:: WHAT THE TASK ASKS ::
Rewrite the items starting with the line that contains "A test automation script must locate the terracotta" and running through the line that contains "[[259, 93, 274, 115]]" as a Markdown table. Use two columns, Row and Line: Row holds the row number and Line holds the line itself. Include both end lines and omit blank lines.

Region labeling items
┄┄┄┄┄┄┄┄┄┄

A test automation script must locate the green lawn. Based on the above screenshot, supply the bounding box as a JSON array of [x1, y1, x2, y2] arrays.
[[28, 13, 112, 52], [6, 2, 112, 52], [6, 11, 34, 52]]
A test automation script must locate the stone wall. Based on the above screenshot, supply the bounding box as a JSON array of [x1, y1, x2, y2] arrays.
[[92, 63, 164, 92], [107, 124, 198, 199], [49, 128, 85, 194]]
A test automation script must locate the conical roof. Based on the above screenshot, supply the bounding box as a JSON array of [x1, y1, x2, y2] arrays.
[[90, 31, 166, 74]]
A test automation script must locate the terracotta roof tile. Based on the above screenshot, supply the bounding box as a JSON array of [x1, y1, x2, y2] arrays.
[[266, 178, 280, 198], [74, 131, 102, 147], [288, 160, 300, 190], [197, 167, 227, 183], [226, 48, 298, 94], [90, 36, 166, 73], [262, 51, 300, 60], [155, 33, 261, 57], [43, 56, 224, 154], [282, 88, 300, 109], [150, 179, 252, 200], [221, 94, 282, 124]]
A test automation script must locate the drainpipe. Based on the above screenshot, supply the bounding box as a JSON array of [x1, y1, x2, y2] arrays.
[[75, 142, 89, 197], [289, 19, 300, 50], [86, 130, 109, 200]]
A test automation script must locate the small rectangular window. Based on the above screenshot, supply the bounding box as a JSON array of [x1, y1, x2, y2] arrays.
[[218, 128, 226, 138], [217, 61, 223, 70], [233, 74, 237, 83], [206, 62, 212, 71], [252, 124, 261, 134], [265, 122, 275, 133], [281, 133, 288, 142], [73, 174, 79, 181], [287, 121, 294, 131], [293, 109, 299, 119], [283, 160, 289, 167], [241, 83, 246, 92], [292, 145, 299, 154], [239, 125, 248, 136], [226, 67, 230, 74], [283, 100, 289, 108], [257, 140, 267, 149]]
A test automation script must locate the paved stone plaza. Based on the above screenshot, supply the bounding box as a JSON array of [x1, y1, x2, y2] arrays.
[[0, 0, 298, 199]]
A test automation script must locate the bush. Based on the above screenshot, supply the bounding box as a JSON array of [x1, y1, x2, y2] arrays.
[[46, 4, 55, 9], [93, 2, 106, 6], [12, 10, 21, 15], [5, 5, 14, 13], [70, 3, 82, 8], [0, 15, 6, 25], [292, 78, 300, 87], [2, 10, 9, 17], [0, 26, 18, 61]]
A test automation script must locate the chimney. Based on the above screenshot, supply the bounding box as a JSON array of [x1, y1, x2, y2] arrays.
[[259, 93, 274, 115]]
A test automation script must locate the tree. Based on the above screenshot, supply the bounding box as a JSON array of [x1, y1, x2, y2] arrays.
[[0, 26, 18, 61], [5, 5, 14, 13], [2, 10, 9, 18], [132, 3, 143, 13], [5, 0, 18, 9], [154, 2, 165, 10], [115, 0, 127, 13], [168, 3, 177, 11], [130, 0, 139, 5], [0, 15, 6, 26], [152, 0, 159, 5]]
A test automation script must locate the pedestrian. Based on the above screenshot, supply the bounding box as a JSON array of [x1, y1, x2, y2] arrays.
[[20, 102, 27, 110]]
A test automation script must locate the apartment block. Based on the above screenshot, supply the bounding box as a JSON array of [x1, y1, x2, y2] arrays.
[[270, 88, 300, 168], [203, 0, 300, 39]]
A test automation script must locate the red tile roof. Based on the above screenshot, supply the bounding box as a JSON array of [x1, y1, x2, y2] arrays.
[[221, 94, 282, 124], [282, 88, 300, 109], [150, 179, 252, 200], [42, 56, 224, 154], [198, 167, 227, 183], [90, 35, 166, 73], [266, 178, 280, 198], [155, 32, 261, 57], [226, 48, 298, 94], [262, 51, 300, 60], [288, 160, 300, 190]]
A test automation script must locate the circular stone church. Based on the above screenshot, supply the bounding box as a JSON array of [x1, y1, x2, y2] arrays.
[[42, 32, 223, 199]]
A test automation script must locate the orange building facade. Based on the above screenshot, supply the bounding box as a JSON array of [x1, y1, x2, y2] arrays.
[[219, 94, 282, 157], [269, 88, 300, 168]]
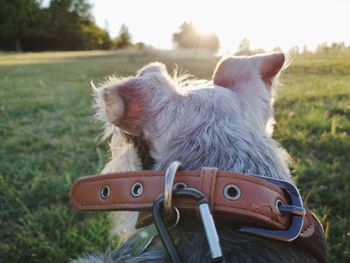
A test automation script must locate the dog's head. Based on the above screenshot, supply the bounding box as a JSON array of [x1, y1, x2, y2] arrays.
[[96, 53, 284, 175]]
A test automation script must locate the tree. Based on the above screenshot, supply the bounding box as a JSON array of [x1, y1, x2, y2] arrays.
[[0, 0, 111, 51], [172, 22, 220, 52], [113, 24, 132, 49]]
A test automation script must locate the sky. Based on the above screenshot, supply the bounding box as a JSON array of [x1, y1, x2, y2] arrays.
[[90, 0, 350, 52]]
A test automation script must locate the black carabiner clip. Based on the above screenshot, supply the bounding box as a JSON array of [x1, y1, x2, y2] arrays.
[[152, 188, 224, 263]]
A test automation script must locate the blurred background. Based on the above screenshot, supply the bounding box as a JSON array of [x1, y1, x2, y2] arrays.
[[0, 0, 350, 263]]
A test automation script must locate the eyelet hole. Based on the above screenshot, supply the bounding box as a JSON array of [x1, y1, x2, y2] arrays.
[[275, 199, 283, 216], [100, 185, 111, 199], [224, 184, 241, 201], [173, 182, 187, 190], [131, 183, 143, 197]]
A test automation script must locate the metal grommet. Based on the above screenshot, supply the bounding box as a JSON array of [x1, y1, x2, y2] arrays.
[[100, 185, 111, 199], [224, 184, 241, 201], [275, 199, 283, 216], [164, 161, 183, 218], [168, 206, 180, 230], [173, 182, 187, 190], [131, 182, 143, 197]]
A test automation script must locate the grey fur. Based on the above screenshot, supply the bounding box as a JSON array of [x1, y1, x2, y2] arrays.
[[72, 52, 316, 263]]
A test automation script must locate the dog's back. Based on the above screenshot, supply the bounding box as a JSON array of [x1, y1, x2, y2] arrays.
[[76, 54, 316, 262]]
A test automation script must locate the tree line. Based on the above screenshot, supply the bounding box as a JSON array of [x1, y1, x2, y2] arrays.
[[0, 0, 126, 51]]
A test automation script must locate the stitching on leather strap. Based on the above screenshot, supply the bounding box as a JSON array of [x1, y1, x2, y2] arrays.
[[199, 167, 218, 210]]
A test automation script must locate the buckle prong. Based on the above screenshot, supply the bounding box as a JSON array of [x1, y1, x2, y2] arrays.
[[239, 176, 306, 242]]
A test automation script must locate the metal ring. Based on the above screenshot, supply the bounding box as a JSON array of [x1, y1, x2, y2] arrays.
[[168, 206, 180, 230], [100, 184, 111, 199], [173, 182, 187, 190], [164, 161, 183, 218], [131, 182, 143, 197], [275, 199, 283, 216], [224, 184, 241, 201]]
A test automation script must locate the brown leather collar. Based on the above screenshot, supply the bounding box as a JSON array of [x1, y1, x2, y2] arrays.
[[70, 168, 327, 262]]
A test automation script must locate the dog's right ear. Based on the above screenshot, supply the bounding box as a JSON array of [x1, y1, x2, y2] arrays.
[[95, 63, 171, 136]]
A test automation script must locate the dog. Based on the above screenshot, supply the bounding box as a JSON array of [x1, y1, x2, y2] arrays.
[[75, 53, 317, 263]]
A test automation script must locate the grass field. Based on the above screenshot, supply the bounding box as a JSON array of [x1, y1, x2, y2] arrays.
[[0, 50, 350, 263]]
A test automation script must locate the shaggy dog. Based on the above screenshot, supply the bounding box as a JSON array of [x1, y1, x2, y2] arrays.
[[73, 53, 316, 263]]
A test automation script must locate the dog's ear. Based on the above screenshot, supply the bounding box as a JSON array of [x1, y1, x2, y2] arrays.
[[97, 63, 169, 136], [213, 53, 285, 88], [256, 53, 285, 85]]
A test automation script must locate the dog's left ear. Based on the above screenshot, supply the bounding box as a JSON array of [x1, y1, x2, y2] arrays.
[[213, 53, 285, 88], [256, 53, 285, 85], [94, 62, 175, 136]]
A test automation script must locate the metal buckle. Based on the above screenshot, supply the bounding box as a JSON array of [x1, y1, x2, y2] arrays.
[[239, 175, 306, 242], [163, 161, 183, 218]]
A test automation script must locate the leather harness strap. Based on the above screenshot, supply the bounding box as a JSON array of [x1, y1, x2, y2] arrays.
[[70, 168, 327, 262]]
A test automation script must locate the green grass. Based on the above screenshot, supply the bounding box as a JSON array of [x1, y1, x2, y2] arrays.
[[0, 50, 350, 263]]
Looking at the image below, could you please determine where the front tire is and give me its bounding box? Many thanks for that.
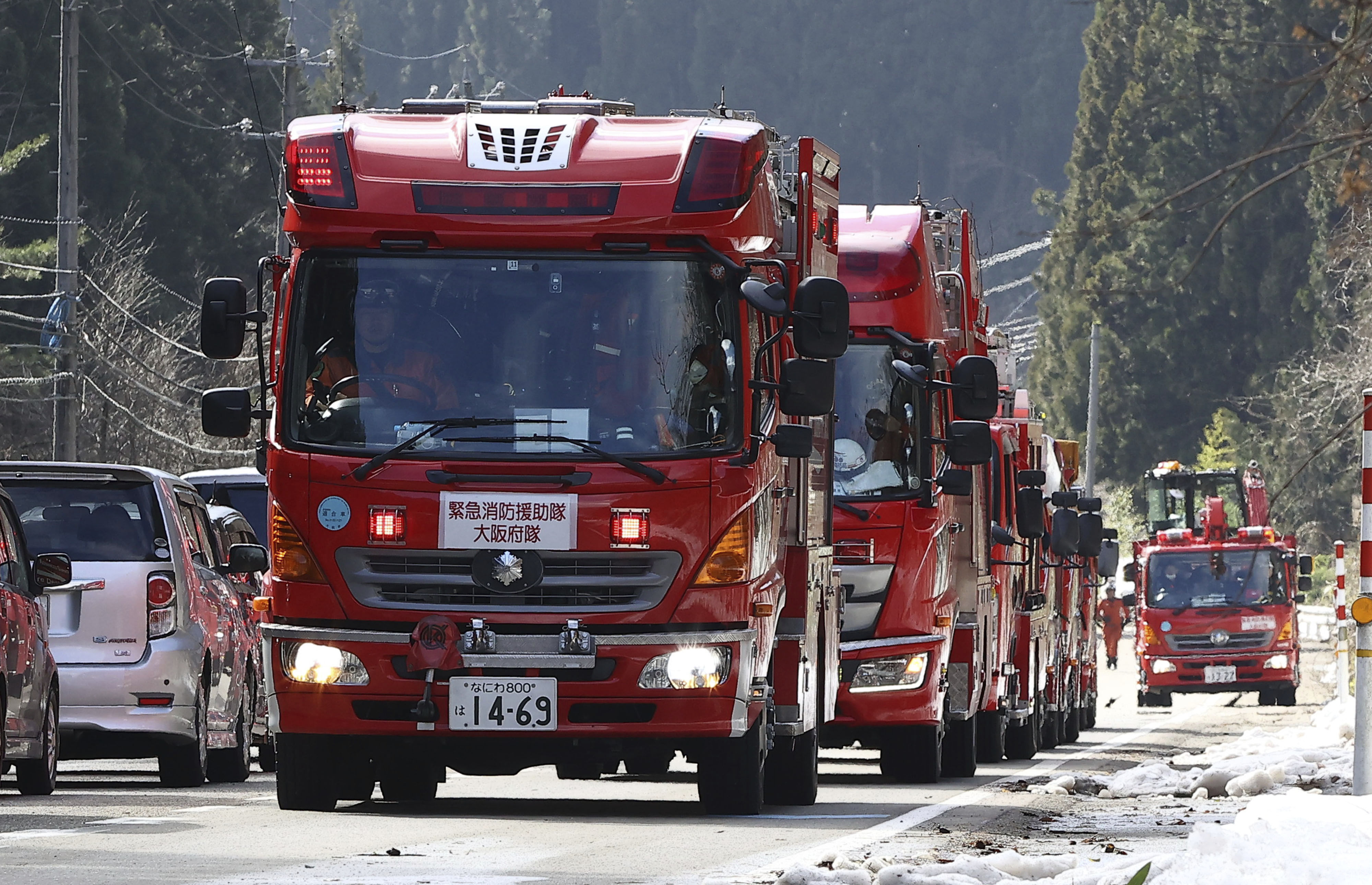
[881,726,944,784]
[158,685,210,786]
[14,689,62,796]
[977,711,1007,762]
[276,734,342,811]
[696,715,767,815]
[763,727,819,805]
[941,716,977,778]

┄┄┄┄┄┄┄┄┄┄

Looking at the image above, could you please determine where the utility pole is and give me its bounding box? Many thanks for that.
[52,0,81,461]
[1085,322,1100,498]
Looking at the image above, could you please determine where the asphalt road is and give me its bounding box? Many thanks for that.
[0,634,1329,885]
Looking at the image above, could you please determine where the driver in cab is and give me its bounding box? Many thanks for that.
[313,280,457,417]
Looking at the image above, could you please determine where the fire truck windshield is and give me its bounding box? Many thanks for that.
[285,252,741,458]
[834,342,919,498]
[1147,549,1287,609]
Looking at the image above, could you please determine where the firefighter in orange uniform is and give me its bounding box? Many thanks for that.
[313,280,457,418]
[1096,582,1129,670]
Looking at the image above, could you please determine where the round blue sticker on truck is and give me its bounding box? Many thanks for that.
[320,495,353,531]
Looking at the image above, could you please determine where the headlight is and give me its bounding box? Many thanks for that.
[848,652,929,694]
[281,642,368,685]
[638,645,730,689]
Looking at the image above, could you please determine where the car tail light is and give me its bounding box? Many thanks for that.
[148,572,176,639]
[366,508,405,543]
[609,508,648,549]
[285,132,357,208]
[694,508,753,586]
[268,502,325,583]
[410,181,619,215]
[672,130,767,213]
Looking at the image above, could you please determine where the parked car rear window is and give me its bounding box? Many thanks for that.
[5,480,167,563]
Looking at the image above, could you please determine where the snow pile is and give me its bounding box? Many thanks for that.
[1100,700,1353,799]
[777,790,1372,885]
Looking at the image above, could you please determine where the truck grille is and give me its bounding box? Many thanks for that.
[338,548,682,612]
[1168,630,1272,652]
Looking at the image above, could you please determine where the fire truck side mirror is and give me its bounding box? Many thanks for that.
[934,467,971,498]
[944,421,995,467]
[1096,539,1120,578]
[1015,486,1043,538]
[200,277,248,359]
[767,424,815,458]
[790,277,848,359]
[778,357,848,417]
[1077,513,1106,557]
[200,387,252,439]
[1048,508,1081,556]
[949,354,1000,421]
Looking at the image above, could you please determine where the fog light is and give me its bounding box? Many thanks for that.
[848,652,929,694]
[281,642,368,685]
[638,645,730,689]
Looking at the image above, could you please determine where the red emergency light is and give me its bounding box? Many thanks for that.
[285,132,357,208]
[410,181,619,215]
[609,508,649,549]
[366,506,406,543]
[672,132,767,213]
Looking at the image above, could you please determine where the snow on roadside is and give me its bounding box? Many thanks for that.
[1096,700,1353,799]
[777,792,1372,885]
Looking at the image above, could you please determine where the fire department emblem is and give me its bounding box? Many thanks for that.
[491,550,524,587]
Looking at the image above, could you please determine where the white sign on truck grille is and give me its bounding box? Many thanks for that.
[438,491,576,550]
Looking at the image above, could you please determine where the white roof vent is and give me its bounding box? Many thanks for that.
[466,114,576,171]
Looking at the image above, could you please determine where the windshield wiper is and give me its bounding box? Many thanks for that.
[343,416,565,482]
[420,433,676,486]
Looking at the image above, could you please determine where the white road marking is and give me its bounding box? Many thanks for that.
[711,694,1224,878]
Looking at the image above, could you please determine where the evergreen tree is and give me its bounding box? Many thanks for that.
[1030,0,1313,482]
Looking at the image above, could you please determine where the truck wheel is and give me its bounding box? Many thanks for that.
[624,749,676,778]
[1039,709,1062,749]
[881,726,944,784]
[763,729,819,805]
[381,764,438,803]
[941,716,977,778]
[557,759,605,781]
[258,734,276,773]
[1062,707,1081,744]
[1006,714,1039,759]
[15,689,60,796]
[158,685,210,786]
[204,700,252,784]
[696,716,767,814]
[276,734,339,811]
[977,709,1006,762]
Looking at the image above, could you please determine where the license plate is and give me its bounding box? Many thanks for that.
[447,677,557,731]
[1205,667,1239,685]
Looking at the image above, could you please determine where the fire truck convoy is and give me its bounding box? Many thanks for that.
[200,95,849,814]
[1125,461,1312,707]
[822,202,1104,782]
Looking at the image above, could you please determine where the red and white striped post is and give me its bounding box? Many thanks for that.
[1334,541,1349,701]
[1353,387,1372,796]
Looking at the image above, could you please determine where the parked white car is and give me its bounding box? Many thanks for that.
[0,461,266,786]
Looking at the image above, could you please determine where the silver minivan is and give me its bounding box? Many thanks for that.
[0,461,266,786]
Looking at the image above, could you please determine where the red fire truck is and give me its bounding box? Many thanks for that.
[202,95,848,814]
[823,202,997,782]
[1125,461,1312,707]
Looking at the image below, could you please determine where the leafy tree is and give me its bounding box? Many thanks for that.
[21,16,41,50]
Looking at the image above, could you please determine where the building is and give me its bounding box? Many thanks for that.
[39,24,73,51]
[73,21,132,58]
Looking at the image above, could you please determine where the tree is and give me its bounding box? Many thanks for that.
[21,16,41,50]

┄┄┄┄┄┄┄┄┄┄

:: TASK RESPONSE ::
| Row | Line |
|---|---|
| 1 | A test automation script must locate the terracotta roof tile. Based on the above screenshot, supply the bounding box as a JSON array of [x1, y1, x2, y2] arrays. |
| 2 | [[266, 178, 280, 198], [74, 131, 102, 147], [288, 160, 300, 190], [197, 167, 227, 183], [226, 48, 298, 94], [90, 36, 166, 73], [262, 51, 300, 60], [155, 33, 261, 57], [43, 56, 224, 154], [282, 88, 300, 109], [150, 179, 252, 200], [221, 94, 282, 124]] |
| 3 | A test automation script must locate the drainpipe. Based on the above screenshot, supply the bounding box as a JSON array of [x1, y1, x2, y2] arrays. |
| 4 | [[75, 142, 89, 197], [289, 19, 300, 50], [86, 130, 109, 200]] |
| 5 | A test automation script must locate the small rectangular window. Based on the above screenshot, supply the bounding box as a JSON array of [x1, y1, x2, y2] arrays. |
| 6 | [[218, 128, 226, 138], [217, 61, 223, 70], [233, 74, 237, 83], [206, 62, 212, 71], [252, 124, 261, 134], [265, 122, 275, 133], [281, 133, 288, 142], [73, 174, 79, 181], [287, 121, 294, 131], [293, 109, 299, 119], [283, 160, 289, 167], [241, 83, 246, 92], [292, 145, 299, 154], [239, 125, 248, 136], [226, 67, 230, 74], [283, 100, 289, 108], [257, 140, 267, 149]] |
| 7 | A test automation script must locate the paved stone plaza. Based on the above screenshot, supply the bounding box as a JSON array of [x1, y1, x2, y2] arrays. |
| 8 | [[0, 0, 298, 199]] |
| 9 | A test automation script must locate the bush. Based on the above screenshot, supply the bounding box as a JSON array of [x1, y1, x2, y2] arrays. |
| 10 | [[46, 4, 55, 9], [93, 2, 106, 6], [12, 10, 21, 15], [5, 5, 14, 13], [70, 3, 82, 8], [0, 15, 6, 25], [292, 78, 300, 87], [2, 10, 9, 17], [0, 26, 18, 61]] |
| 11 | A test automation script must locate the chimney. Based on the above screenshot, supply the bounding box as a JSON array of [x1, y1, x2, y2] arrays. |
| 12 | [[259, 93, 274, 115]] |